### Text block
☆ ☆ ☆ ☆

DESCRIPTION OF CAPITAL STOCK
The following description of the capital stock of Arista Networks, Inc. (“us,” “our,” “we” or the “Company”) is a summary of the rights of our capital stock and summarizes certain provisions of our amended and restated certificate of incorporation and our amended and restated bylaws. This summary does not purport to be complete and is qualified in its entirety by the provisions of our amended and restated certificate of incorporation, amended and restated bylaws and 2004 Rights Agreement, copies of which have been filed as exhibits to this Annual Report on Form 10-K, as well as to the applicable provisions of the Delaware General Corporation Law.
Our authorized capital stock consists of 1,100,000,000 shares, with a par value of $0.0001 per share, of which:
1,000,000,000 shares are designated as common stock; and
100,000,000 shares are designated as preferred stock.

☆ ☆ ☆ ☆

Source data:
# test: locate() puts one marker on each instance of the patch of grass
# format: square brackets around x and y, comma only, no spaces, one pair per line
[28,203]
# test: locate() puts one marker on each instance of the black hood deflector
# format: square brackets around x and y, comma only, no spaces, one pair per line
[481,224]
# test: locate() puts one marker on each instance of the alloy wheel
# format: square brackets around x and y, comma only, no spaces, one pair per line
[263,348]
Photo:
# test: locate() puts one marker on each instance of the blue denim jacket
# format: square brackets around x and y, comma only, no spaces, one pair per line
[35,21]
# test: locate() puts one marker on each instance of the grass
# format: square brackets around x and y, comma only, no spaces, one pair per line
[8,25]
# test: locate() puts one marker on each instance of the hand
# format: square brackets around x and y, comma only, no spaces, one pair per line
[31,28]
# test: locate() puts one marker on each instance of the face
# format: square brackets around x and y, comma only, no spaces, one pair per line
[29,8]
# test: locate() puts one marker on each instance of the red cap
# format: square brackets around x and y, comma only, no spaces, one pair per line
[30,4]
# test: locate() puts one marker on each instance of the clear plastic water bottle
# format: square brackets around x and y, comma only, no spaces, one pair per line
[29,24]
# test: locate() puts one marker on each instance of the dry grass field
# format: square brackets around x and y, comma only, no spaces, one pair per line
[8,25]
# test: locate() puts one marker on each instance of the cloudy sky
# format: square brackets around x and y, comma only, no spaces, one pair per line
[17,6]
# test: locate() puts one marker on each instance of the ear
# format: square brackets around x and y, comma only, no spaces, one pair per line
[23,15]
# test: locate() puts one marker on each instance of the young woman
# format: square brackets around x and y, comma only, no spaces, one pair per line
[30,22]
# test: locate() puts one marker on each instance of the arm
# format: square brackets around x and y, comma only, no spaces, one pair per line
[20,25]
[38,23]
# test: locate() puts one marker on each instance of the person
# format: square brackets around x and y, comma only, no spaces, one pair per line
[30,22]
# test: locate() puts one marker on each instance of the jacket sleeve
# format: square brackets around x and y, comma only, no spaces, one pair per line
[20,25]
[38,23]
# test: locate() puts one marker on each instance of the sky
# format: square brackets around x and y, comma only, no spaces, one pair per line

☆ ☆ ☆ ☆

### Directives
**A)** Repeat everything in the capital stock description from "DESCRIPTION OF CAPITAL" down to "General Corporation Law.".
**B)** According to the capital stock description, how many shares are designated as preferred stock?

### Task responses
**A)**
DESCRIPTION OF CAPITAL STOCK
The following description of the capital stock of Arista Networks, Inc. (“us,” “our,” “we” or the “Company”) is a summary of the rights of our capital stock and summarizes certain provisions of our amended and restated certificate of incorporation and our amended and restated bylaws. This summary does not purport to be complete and is qualified in its entirety by the provisions of our amended and restated certificate of incorporation, amended and restated bylaws and 2004 Rights Agreement, copies of which have been filed as exhibits to this Annual Report on Form 10-K, as well as to the applicable provisions of the Delaware General Corporation Law.

**B)** 100,000,000 shares